## Data to use
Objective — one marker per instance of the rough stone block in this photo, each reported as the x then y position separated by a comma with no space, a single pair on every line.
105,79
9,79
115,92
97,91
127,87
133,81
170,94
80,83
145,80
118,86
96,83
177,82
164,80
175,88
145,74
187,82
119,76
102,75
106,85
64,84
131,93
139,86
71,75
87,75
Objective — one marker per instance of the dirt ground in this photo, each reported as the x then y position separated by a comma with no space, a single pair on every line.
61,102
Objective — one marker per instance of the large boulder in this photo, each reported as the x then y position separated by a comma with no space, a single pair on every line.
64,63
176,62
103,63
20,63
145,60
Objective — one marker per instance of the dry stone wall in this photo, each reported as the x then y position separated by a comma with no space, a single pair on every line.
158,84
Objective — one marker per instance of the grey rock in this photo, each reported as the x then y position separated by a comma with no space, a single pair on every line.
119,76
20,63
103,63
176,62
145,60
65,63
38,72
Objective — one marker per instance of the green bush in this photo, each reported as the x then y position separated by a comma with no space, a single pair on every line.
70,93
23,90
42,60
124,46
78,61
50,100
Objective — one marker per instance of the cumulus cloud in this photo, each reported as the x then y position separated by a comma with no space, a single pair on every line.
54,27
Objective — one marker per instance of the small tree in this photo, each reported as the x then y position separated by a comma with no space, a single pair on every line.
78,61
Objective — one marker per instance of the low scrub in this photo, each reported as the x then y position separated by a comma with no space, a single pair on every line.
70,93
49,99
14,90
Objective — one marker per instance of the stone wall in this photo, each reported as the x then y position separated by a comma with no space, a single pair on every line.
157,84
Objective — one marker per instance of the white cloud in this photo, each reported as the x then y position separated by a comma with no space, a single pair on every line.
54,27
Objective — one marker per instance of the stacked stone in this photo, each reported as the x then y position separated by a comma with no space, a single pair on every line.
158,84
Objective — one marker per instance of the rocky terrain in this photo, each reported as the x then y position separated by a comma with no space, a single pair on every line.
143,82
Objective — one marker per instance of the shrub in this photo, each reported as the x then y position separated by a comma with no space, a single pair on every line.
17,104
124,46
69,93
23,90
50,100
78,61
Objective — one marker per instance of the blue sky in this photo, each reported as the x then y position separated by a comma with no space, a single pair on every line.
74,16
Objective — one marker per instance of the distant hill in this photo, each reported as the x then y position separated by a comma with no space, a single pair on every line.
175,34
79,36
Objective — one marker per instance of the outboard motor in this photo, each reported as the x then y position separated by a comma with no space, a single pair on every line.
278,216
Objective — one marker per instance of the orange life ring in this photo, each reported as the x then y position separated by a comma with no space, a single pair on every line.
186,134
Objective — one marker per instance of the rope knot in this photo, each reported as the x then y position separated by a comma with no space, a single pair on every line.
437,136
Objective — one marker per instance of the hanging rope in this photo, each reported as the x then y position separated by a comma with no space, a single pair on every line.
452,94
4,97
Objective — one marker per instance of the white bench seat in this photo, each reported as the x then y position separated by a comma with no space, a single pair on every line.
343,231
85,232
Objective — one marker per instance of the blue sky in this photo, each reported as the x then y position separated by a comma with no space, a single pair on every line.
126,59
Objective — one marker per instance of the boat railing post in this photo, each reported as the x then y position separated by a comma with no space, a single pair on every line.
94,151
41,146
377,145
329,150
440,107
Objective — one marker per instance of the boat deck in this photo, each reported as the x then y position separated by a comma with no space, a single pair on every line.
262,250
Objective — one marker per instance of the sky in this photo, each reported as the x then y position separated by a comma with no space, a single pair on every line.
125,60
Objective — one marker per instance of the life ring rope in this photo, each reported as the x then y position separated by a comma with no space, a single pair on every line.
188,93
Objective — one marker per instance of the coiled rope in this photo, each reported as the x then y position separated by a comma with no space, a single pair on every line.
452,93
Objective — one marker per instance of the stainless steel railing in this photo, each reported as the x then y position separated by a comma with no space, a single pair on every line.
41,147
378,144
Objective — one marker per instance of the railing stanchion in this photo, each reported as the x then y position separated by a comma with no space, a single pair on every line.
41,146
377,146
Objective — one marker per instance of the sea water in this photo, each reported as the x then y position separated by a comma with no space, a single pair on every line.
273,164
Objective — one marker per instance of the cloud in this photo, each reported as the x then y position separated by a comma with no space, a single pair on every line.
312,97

## What to produce
Nothing in the data may change. Give it again in full.

## Finished task
Objective — one marker per instance of the rough stone block in this photo, each reported as the x then y position separated by a comma with no space, a single pair on every line.
105,79
9,79
115,92
97,91
127,87
133,81
170,94
80,83
145,80
118,86
96,83
177,82
164,80
175,88
145,74
187,82
119,76
102,75
106,85
64,84
131,93
139,86
71,75
87,75
Objective — one marker per instance of the dirt ground in this photo, each reported as the x then y position separated by a comma with no space, a single pair on every line.
61,102
Objective — one marker per instance of the large boulder in this photo, each reported as the x then y position separated by a comma with no space, a single pair on every line.
64,63
176,62
103,63
20,63
145,60
Objective — one marker per instance of the dry stone wall in this photo, each reported as the x then y position separated by a comma with no space, a single pair on every line.
158,84
Objective — one marker per instance of the grey rock in this photo, each reported as the x then y position separated by a comma with no space, a single pair on every line.
119,76
20,63
103,63
176,62
145,60
65,63
38,72
Objective — one marker per instance of the green bush in this photo, each reported as the x then y position separated by a comma with no space, a single pair on every line.
70,93
23,90
42,60
124,46
78,61
50,100
Objective — one marker per instance of the cumulus cloud in this photo, each reported as the x then y position separated by a comma with no space, a single pair on every line.
54,27
Objective — one marker per instance of the small tree in this photo, each reported as the x then y position separated by a comma with no space, a single pair on every line.
78,61
Objective — one marker per instance of the low scrub in this photo, each reported as the x then y position separated by a comma with no space, a single pair on every line.
70,93
49,99
14,90
Objective — one marker per instance of the stone wall in this photo, each reported as the x then y position separated by a comma with no space, a single pair on every line.
157,84
Objective — one marker per instance of the white cloud in this photo, each reported as the x then y position separated by a comma with no space, a single pair on every line.
54,27
Objective — one marker per instance of the stacked stone in this photo, each reported as the x then y position separated by a comma with no space, a single pair on every line.
158,84
Objective — one marker per instance of the rocky terrain in this photo, each reported as the x then y position separated by a comma with no space, a single pair on every line.
143,82
Objective — one marker per instance of the shrub in this photo, each reported as the x then y position separated by a comma with no space, a single pair on every line.
17,104
124,46
69,93
23,90
50,100
78,61
Objective — one marker per instance of the blue sky in this photo, each reported as the x then y position separated by a comma with no space, a single pair on every line.
74,16
Objective — one marker per instance of the distant hill in this photo, each reported as the x then y position separated by a comma with no space, a single pair on every line.
175,34
79,36
Objective — one marker per instance of the outboard motor in this photo, each reported as the x then y position separated by a comma with no space, a single pair on every line.
278,216
Objective — one marker per instance of the orange life ring in this photo, each reported as the x then y position separated by a comma with no space, a single pair on every line.
186,134
Objective — one marker per instance of the rope knot in this photo, each reported as the x then y position separated by a comma with no space, a single pair on every line.
437,136
Objective — one marker per instance of the hanging rope in this photo, each reported as the x then y position separated by a comma with no space, a single pair on every line.
452,94
4,97
Objective — one marker per instance of the white bench seat in this photo, each reported as the x then y position separated by a comma with no space, a single pair on every line.
343,231
85,232
Objective — one marker per instance of the blue sky in this photo, each reported as the x then y position separated by a comma with no space, a single pair on every line.
126,59
Objective — one marker per instance of the boat railing post in this photo, each reported as the x then y position separated by a comma with no space, a single pair on every line.
94,151
41,146
377,145
329,150
440,107
Objective — one marker per instance of the boat deck in this photo, each reported as the x then y position separated by a comma with no space, a single pair on every line.
262,250
Objective — one marker per instance of the sky in this photo, each reported as the x then y position separated by a comma with no space, a single pair on every line.
125,60
Objective — one marker per instance of the life ring rope in this photo, each reported as the x then y position separated by a comma with no space, a single pair on every line.
188,93
Objective — one marker per instance of the coiled rope in this photo, each reported as the x then y position separated by a comma with no space, a single pair on every line.
452,93
Objective — one marker per instance of the stainless steel railing in this photo, each reported as the x then y position separated by a comma with no space, a single pair on every line.
41,147
378,144
Objective — one marker per instance of the railing stanchion in this photo, each reported as the x then y position separated by a comma with no space, a single pair on every line.
41,146
377,146
Objective — one marker per instance of the sea water in this photo, each reported as the x then y position separated by a comma with no space, a single pair on every line.
273,164
Objective — one marker per instance of the cloud in this photo, each reported as the x then y position separated by a comma with no space, a single pair on every line.
312,97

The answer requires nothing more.